___ RECORDS SUPPLIED ___
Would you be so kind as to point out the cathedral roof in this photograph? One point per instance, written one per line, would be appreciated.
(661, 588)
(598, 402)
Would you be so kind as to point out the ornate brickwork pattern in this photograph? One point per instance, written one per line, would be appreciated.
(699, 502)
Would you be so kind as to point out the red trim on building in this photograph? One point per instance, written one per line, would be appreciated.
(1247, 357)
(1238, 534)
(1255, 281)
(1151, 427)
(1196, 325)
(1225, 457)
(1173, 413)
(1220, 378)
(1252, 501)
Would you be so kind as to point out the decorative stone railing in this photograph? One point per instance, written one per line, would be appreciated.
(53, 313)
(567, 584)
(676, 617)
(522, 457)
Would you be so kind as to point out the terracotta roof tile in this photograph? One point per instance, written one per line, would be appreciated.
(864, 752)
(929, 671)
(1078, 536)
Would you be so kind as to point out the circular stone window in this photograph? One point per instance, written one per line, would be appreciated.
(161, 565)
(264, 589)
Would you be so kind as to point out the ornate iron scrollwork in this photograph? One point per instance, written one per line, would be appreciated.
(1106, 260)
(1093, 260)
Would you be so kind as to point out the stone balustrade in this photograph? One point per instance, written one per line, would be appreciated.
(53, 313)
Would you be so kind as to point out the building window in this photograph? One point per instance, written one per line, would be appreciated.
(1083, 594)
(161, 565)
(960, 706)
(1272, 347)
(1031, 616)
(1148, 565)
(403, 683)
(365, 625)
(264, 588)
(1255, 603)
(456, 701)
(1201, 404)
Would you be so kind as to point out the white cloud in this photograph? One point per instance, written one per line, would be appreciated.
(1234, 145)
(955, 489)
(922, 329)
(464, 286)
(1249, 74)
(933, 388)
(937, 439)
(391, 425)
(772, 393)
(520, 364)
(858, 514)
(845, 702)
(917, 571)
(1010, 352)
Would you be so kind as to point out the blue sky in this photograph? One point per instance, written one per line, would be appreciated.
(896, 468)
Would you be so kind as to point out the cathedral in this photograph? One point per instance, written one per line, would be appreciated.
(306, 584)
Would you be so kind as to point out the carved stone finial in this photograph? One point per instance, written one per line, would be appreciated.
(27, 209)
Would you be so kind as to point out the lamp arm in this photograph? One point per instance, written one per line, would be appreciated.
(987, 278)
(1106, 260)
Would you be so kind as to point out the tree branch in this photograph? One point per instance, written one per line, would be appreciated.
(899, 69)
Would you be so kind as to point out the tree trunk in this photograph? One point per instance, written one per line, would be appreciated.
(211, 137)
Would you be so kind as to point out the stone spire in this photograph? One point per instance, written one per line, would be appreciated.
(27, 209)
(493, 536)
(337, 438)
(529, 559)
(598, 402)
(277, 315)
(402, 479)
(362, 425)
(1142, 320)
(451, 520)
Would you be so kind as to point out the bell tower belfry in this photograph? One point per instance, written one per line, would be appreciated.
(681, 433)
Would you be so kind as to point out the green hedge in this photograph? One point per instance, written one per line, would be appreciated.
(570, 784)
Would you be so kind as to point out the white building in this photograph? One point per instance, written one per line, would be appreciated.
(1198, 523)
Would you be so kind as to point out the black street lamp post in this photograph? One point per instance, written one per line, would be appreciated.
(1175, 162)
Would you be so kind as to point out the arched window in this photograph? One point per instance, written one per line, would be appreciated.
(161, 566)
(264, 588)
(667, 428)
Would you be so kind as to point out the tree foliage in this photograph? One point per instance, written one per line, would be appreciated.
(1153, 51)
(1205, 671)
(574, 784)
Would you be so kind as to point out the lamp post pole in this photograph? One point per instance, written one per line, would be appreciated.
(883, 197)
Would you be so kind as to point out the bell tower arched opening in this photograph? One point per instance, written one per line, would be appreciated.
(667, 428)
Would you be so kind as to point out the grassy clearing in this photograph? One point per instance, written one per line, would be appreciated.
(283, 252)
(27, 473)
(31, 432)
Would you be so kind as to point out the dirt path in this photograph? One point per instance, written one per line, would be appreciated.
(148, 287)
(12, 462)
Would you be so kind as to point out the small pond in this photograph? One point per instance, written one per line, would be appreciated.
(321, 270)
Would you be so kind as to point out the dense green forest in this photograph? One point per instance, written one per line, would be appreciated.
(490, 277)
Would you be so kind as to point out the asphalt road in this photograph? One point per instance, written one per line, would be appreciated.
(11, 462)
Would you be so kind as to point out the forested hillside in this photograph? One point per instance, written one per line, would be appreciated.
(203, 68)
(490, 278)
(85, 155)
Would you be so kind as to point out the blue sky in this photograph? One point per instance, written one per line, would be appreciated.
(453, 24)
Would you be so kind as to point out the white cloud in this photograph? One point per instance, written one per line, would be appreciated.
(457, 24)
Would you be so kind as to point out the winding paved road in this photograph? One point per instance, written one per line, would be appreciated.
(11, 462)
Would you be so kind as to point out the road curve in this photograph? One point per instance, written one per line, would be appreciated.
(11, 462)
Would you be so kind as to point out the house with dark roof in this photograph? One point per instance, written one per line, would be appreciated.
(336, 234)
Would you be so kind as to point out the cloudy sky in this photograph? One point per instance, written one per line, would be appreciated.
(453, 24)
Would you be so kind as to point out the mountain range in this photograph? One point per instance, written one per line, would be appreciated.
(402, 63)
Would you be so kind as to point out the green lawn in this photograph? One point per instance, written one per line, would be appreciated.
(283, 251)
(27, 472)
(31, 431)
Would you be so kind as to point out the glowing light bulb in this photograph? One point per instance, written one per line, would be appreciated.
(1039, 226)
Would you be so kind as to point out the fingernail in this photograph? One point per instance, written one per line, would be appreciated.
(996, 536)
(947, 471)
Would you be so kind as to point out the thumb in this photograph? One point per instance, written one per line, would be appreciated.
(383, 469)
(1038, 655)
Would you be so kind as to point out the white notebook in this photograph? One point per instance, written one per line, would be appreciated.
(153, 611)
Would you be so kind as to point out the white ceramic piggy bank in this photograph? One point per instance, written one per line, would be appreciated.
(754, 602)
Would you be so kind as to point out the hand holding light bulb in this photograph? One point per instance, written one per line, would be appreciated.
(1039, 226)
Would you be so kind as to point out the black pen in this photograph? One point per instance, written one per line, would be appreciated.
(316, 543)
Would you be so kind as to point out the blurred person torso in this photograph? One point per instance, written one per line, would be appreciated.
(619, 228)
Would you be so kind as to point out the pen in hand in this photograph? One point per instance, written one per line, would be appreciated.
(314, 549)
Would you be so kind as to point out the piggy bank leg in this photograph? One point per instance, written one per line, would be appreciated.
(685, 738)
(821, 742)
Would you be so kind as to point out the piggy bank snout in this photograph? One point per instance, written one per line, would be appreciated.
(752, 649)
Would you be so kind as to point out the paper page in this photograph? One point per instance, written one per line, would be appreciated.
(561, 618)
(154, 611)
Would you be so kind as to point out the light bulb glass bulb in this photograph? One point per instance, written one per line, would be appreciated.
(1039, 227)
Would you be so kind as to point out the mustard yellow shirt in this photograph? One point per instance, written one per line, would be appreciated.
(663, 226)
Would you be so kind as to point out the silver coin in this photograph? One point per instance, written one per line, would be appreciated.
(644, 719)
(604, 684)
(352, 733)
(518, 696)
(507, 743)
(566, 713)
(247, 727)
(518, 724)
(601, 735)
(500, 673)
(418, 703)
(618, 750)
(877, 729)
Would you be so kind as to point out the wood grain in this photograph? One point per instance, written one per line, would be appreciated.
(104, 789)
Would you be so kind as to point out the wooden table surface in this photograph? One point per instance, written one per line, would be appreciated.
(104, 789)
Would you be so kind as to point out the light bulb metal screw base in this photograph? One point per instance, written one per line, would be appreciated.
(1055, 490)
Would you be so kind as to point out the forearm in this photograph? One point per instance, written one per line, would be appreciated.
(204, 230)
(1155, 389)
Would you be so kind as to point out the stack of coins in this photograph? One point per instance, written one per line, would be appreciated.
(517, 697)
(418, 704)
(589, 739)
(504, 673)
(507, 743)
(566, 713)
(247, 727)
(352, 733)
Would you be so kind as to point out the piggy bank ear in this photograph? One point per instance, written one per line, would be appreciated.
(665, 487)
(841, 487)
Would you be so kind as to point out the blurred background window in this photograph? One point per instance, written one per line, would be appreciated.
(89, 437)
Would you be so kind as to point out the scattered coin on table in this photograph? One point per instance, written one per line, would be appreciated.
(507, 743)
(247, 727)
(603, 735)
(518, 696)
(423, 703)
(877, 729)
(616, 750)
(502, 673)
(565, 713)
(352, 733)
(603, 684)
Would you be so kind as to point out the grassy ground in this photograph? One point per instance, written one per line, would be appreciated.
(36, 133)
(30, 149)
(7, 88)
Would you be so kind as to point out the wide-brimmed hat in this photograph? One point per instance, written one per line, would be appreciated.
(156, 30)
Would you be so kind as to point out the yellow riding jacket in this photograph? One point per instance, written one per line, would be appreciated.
___
Copy the items from the start through the line containing "(1093, 260)", inclusive, substituting "is requested" for "would be appreciated" and leaving everything else unchanged.

Would you be so kind as to point out the cathedral roof in this photograph? One point per instance, written one per line, is requested.
(661, 588)
(598, 402)
Would you be so kind as to point out the ornate brickwork pattern in this photograph? One point per instance, written one per line, is requested.
(699, 502)
Would you be so kind as to point out the red trim on building in this photograph? One point per instance, written one per line, is requested.
(1247, 357)
(1238, 534)
(1255, 281)
(1151, 427)
(1196, 325)
(1225, 457)
(1173, 413)
(1220, 378)
(1252, 501)
Would you be so kind as to point out the decorative stone railing in this photograph? One point per instance, written one per line, is requested.
(53, 313)
(567, 584)
(676, 617)
(522, 457)
Would you be so kind as to point out the terracotta roof tile in this photograph? One point per instance, written one per line, is requested.
(864, 752)
(929, 671)
(1078, 536)
Would you be so kind as to point out the circular stone window in this photograph? One point per instance, written one per line, is requested.
(161, 565)
(264, 589)
Would you be so kind as to point out the ornate iron scrollwork in this photograph? One point per instance, written one per line, is requested.
(1106, 260)
(1093, 260)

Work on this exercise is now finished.